*DATA SHOWN:*

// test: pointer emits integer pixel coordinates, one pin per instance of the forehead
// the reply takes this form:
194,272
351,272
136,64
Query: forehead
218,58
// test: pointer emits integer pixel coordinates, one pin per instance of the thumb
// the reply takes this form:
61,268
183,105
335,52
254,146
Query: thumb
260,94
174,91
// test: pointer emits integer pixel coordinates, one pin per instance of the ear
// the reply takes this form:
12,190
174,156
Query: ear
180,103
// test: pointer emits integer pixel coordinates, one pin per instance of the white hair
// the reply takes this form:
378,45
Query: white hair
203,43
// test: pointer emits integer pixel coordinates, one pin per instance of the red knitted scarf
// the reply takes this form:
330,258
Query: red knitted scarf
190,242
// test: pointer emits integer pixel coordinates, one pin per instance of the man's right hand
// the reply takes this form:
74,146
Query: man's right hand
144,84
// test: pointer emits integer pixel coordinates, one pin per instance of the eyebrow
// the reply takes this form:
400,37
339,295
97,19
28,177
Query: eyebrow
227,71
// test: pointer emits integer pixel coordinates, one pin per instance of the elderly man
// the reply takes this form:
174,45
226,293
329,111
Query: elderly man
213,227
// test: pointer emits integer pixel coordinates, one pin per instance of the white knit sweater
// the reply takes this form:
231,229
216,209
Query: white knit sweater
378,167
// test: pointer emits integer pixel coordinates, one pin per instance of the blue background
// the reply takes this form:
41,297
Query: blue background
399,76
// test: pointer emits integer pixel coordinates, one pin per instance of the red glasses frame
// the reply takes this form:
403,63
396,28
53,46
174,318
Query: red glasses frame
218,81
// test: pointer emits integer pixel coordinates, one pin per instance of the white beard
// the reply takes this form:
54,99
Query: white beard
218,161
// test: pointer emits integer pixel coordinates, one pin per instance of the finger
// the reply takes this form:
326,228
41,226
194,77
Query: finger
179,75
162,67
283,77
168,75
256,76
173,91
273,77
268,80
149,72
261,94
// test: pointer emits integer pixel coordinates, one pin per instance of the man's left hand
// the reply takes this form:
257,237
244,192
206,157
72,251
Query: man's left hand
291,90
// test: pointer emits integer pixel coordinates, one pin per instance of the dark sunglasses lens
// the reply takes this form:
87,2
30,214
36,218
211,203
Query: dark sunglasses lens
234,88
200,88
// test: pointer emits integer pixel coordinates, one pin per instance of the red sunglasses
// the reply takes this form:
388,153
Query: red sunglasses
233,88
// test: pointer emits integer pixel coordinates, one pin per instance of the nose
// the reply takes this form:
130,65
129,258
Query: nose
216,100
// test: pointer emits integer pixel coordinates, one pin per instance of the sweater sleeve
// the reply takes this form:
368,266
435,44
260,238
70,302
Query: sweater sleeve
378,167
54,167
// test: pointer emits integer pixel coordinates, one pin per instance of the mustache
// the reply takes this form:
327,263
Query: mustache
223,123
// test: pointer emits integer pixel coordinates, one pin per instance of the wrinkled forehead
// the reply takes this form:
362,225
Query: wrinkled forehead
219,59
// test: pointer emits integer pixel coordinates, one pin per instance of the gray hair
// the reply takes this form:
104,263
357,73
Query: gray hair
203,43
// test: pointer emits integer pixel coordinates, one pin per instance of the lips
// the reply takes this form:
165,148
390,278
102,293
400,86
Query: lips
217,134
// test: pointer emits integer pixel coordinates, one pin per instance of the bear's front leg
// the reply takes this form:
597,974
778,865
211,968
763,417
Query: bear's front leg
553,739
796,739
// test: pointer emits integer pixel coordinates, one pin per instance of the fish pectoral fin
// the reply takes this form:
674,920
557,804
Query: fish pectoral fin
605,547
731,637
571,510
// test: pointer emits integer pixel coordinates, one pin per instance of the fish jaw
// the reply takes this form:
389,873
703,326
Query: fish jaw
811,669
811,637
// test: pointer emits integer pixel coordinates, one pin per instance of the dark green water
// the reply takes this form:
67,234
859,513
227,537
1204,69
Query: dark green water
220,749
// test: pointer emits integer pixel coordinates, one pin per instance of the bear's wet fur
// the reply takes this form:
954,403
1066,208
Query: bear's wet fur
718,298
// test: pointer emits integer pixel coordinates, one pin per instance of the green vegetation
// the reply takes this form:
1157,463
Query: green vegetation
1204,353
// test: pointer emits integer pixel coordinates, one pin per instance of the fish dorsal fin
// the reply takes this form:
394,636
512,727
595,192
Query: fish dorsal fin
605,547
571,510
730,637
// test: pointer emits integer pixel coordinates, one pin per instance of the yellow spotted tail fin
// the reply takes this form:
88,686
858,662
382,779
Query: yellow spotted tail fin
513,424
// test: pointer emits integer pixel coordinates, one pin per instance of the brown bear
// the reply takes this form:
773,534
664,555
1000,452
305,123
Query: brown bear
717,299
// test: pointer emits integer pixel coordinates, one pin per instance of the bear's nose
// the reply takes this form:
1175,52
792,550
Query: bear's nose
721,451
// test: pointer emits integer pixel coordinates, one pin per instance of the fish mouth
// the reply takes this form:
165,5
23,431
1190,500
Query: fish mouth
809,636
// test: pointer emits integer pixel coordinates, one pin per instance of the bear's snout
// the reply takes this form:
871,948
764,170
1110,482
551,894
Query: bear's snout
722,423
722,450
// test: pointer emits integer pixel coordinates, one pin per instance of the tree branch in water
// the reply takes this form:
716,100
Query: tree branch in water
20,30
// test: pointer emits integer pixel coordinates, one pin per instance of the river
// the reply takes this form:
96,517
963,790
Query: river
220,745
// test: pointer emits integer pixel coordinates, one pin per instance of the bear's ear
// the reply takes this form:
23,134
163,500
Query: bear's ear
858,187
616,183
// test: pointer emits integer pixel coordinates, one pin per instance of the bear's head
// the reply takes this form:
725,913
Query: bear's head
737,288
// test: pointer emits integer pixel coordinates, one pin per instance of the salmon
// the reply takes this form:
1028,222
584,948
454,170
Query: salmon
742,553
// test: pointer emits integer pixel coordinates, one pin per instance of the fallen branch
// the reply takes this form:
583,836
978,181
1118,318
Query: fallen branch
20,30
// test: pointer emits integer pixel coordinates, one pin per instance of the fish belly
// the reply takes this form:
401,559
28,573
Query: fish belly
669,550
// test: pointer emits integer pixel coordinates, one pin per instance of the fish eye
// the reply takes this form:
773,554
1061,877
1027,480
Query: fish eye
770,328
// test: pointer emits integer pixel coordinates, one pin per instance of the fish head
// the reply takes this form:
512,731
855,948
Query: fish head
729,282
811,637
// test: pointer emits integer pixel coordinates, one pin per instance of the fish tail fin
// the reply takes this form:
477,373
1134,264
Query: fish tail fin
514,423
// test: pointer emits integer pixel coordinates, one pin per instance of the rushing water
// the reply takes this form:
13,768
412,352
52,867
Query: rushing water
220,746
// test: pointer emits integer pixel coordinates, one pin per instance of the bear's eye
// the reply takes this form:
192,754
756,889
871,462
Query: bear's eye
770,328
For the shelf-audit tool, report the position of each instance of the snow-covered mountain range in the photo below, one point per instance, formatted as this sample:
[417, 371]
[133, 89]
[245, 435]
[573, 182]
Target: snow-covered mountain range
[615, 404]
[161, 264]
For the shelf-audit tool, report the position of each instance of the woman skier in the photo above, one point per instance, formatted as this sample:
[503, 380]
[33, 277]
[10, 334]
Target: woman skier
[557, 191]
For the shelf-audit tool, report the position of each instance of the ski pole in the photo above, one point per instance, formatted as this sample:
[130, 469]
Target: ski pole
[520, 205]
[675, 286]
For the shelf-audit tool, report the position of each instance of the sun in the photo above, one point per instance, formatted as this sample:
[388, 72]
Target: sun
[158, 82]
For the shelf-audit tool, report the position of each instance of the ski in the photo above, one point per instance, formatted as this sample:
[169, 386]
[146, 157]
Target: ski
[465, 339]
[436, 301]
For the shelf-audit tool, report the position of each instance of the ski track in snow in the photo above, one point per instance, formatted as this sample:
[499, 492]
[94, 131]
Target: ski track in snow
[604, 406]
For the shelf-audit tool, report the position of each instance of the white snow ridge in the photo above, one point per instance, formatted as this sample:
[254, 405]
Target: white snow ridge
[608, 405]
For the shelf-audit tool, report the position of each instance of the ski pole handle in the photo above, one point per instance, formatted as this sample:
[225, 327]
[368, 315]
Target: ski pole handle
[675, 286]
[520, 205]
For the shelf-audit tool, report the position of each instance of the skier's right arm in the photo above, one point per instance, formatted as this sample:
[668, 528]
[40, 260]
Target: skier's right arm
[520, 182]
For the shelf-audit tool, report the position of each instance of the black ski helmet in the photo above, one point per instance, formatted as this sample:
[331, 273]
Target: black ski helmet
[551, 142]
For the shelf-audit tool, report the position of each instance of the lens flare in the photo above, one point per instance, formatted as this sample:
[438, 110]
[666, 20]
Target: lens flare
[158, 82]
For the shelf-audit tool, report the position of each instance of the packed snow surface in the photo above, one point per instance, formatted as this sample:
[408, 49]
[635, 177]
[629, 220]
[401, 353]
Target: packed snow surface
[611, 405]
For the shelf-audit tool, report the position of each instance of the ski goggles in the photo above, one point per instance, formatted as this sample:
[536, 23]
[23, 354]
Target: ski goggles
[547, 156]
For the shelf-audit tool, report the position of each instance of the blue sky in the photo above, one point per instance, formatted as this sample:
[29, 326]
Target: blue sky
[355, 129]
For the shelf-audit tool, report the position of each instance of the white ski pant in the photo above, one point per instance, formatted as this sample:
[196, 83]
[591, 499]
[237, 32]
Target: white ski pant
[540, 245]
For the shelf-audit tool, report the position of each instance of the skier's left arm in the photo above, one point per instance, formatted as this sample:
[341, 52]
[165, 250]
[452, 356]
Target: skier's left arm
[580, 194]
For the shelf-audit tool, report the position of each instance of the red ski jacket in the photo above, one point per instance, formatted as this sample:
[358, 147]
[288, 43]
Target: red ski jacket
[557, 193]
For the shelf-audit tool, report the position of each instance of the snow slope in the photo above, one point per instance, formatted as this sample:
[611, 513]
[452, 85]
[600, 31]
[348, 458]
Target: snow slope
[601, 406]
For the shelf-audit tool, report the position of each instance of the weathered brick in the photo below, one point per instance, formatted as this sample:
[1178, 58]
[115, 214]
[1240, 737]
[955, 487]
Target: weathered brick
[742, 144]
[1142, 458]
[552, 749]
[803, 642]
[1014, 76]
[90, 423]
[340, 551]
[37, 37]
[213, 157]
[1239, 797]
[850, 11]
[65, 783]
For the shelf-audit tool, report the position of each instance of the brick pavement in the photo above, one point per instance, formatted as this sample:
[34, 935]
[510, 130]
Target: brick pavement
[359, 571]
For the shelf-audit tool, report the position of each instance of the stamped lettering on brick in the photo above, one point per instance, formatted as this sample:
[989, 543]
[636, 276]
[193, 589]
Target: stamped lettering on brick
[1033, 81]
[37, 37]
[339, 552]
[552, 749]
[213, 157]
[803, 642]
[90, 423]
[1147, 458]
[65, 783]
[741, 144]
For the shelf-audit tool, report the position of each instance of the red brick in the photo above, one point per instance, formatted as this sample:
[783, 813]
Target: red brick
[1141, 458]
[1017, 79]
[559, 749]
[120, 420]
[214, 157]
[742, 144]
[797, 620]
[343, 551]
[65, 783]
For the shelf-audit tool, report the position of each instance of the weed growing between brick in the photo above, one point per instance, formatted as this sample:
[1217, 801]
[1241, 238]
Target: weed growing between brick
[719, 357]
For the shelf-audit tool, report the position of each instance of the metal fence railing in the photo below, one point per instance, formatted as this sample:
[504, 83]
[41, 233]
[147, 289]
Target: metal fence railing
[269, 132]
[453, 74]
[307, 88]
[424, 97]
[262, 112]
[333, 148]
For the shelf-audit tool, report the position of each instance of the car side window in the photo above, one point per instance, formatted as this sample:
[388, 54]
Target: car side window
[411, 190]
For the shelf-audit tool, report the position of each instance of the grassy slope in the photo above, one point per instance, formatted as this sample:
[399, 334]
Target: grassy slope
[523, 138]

*EXERCISE REQUIREMENTS:* For the string "below", give the number of lines in the data that contain it, and only that number.

*EXERCISE RESULT:* 3